Try it: Report how many lines in the items below contain the string "negative", with case counting, and reply with only that number.
-- Extracted information follows --
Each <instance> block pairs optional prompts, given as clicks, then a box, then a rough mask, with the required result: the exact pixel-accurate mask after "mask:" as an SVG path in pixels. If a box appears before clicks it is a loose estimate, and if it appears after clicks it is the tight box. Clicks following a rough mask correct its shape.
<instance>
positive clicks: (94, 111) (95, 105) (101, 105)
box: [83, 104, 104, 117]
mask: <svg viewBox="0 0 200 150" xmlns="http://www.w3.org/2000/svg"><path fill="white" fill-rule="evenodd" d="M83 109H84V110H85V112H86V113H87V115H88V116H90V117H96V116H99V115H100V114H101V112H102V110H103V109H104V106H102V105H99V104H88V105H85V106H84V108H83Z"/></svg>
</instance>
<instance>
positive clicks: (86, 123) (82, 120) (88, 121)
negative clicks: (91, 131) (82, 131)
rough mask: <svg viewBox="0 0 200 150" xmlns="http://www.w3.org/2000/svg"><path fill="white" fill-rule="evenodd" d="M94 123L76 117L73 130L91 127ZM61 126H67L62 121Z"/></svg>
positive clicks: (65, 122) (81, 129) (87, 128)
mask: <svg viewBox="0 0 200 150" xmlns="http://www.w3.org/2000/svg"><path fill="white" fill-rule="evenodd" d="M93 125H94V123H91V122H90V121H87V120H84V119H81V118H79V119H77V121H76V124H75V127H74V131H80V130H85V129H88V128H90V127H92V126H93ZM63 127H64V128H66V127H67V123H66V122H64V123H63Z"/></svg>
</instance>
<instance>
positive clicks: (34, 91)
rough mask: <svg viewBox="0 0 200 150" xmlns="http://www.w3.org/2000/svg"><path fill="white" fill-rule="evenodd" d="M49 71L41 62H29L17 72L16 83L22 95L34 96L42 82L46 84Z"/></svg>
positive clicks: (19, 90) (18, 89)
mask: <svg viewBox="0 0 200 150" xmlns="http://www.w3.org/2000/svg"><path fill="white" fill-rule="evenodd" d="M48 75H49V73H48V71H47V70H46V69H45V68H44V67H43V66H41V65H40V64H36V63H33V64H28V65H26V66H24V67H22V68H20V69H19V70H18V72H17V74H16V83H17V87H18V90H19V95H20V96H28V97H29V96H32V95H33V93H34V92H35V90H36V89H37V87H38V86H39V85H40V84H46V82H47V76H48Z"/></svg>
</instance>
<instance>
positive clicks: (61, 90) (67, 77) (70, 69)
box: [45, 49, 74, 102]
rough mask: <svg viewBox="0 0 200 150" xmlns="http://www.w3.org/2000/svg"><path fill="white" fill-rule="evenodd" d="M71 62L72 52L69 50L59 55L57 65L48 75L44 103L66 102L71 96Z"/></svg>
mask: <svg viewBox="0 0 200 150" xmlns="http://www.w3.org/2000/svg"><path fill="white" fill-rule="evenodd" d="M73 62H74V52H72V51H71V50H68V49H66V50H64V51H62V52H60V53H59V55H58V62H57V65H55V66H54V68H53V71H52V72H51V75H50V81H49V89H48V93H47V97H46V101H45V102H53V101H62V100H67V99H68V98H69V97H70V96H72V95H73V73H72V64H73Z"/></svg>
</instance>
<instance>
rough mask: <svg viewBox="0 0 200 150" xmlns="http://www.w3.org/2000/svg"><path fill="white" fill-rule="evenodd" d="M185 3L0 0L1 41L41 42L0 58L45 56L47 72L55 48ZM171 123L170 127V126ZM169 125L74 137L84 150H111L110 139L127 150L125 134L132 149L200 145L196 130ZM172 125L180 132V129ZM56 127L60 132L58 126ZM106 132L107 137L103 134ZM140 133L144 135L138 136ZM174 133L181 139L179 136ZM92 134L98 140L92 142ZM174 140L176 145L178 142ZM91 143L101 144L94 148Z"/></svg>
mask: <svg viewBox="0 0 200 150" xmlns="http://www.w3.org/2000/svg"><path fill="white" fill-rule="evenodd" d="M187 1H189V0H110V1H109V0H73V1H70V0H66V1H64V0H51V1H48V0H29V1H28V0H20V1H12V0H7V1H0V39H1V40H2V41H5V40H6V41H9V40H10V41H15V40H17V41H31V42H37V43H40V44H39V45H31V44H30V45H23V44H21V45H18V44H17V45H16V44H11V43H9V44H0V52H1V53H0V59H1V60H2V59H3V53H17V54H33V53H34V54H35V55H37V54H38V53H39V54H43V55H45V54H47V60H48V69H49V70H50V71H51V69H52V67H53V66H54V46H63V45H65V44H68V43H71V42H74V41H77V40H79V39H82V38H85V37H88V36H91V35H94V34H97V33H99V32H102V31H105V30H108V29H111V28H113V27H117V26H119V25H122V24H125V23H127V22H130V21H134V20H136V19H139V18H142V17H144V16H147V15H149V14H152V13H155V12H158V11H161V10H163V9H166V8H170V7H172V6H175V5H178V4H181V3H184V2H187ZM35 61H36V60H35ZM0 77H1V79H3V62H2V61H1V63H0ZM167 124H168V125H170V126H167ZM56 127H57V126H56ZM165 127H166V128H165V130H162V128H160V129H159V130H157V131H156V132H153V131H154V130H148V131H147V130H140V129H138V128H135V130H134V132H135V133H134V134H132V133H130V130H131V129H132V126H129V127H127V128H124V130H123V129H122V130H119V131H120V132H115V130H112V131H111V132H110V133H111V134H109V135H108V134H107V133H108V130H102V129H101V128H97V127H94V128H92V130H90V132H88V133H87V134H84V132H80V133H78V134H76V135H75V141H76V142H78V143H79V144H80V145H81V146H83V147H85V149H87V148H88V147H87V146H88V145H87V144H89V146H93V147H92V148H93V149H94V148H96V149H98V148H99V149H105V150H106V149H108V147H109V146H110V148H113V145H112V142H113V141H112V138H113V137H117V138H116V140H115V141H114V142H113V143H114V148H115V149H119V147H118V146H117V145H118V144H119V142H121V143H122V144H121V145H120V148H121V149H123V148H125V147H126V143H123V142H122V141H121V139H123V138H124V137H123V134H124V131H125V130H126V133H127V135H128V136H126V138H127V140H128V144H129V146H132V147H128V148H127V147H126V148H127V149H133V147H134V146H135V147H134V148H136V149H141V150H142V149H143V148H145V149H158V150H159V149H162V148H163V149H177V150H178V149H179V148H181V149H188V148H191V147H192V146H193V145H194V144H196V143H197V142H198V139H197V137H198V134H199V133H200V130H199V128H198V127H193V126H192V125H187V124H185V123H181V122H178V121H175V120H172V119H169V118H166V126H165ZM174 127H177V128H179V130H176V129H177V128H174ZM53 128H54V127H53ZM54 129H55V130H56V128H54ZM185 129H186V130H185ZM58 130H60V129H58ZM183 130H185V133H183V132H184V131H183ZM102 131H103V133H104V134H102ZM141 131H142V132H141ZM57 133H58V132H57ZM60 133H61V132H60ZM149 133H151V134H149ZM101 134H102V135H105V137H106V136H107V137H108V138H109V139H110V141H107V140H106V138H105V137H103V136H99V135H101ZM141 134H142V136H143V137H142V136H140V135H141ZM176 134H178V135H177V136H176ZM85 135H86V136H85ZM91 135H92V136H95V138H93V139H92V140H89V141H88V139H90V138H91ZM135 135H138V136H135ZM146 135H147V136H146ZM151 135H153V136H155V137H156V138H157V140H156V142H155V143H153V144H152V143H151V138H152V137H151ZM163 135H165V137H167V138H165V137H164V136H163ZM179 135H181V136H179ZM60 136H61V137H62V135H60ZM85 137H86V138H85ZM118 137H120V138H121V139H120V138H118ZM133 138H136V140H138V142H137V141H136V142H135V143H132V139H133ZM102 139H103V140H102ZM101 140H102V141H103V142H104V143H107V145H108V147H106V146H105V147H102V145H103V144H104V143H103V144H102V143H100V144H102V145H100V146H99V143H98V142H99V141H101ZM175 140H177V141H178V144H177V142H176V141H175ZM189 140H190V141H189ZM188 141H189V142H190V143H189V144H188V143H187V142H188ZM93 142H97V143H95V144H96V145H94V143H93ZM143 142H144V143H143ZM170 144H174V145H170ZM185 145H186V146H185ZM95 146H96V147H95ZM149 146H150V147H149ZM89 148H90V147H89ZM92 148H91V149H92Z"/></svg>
-- Extracted information concluded --
-- Extracted information follows --
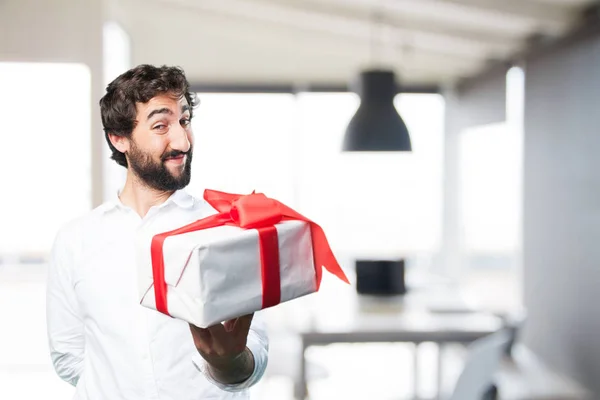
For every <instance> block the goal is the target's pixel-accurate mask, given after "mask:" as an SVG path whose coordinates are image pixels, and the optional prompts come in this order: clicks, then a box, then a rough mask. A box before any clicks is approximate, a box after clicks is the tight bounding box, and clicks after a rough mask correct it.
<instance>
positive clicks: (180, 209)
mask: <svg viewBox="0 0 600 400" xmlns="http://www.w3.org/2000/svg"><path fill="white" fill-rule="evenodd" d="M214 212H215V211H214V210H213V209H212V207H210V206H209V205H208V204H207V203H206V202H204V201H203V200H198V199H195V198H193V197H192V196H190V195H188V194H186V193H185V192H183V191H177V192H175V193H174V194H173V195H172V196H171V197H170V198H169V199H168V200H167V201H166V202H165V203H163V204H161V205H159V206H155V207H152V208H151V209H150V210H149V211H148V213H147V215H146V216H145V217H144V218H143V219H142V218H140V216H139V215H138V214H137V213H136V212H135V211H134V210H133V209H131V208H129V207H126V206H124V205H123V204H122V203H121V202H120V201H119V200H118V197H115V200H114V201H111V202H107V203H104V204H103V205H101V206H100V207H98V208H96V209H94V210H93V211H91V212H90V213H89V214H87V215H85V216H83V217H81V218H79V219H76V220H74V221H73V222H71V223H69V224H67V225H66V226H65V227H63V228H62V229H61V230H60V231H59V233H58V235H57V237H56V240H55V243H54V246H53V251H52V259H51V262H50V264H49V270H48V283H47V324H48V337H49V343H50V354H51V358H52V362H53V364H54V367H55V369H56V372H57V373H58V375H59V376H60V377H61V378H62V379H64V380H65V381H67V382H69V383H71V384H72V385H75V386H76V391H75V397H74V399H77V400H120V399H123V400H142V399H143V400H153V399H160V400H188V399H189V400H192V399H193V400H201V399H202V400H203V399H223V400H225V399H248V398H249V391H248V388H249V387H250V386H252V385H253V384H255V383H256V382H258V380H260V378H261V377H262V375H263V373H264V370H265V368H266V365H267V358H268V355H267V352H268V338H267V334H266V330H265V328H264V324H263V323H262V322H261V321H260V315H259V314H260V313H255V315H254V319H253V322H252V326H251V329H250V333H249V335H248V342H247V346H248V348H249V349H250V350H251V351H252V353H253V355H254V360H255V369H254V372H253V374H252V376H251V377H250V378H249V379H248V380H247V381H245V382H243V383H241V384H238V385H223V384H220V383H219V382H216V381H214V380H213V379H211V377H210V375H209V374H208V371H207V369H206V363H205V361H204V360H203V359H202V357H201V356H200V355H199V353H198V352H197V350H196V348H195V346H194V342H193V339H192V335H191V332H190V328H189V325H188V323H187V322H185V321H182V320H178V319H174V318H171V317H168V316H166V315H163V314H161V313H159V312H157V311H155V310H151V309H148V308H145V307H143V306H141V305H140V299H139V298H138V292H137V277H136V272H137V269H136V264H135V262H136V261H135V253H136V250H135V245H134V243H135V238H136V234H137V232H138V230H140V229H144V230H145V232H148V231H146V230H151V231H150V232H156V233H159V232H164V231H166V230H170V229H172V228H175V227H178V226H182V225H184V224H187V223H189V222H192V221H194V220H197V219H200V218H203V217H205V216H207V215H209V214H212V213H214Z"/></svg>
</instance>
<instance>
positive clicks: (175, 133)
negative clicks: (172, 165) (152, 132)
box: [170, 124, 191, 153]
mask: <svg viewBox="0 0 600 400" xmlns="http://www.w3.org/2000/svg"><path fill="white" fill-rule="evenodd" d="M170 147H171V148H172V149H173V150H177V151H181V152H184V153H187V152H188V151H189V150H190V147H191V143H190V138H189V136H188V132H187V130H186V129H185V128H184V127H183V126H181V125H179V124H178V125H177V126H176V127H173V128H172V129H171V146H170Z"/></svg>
-- Extracted information concluded --
-- Extracted information follows --
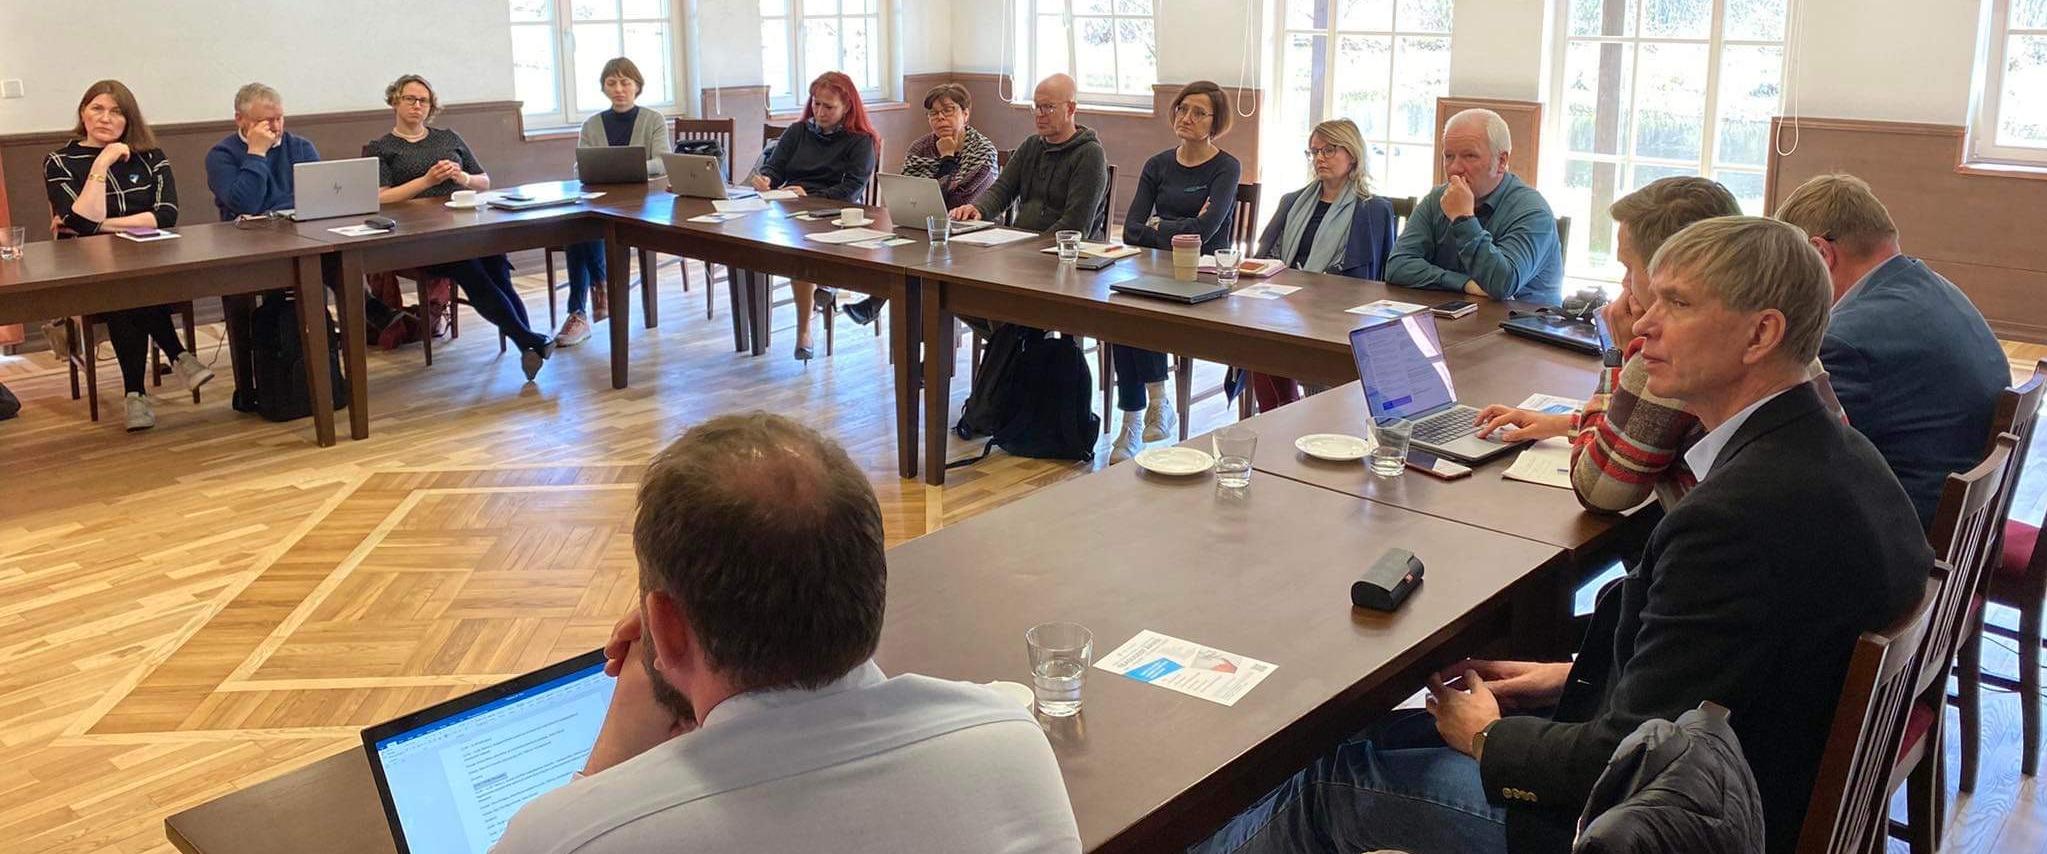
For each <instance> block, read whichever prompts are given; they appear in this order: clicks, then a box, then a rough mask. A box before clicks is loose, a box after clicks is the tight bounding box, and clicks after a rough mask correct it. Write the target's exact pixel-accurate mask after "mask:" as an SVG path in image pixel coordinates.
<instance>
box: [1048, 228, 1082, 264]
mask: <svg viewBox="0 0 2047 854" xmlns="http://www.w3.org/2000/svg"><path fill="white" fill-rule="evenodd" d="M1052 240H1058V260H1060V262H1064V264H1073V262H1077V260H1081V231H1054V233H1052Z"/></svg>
-- Extracted information concluded --
Reply: 2